Work instructions
Set down the material below word for word, leaving out the pictures.

Image region labeling entries:
+ + + + + + +

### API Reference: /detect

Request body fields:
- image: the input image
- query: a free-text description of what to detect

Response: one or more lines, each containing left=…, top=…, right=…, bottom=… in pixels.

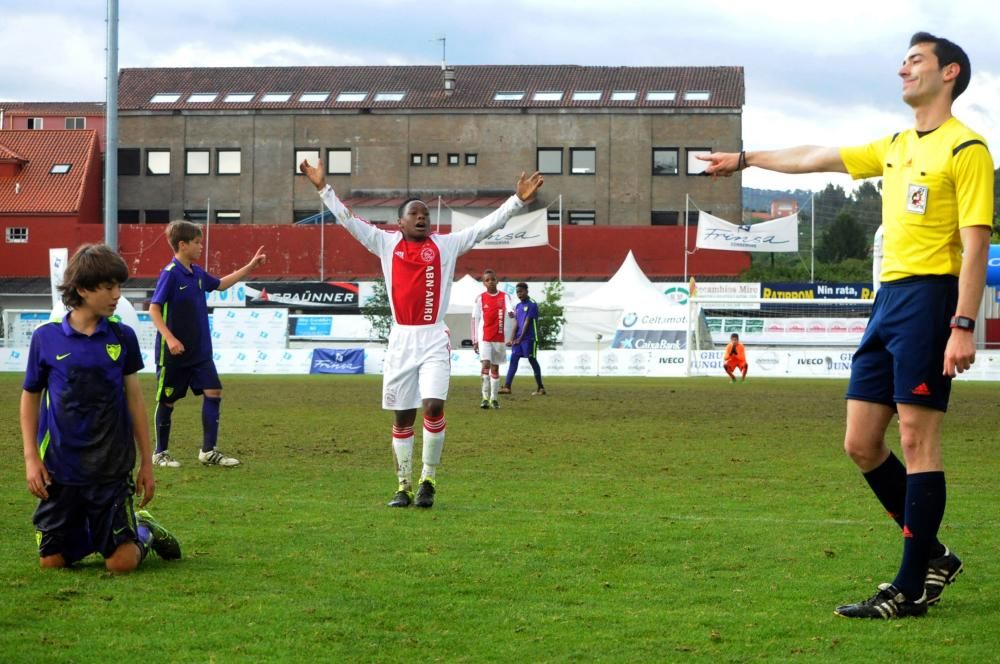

+ + + + + + +

Solution below
### API Reference: /detect

Request body fields:
- image: the input image
- query: a free-text description of what to detect

Response: one or more lines, each containing left=…, top=…, right=…, bottom=… in pixels.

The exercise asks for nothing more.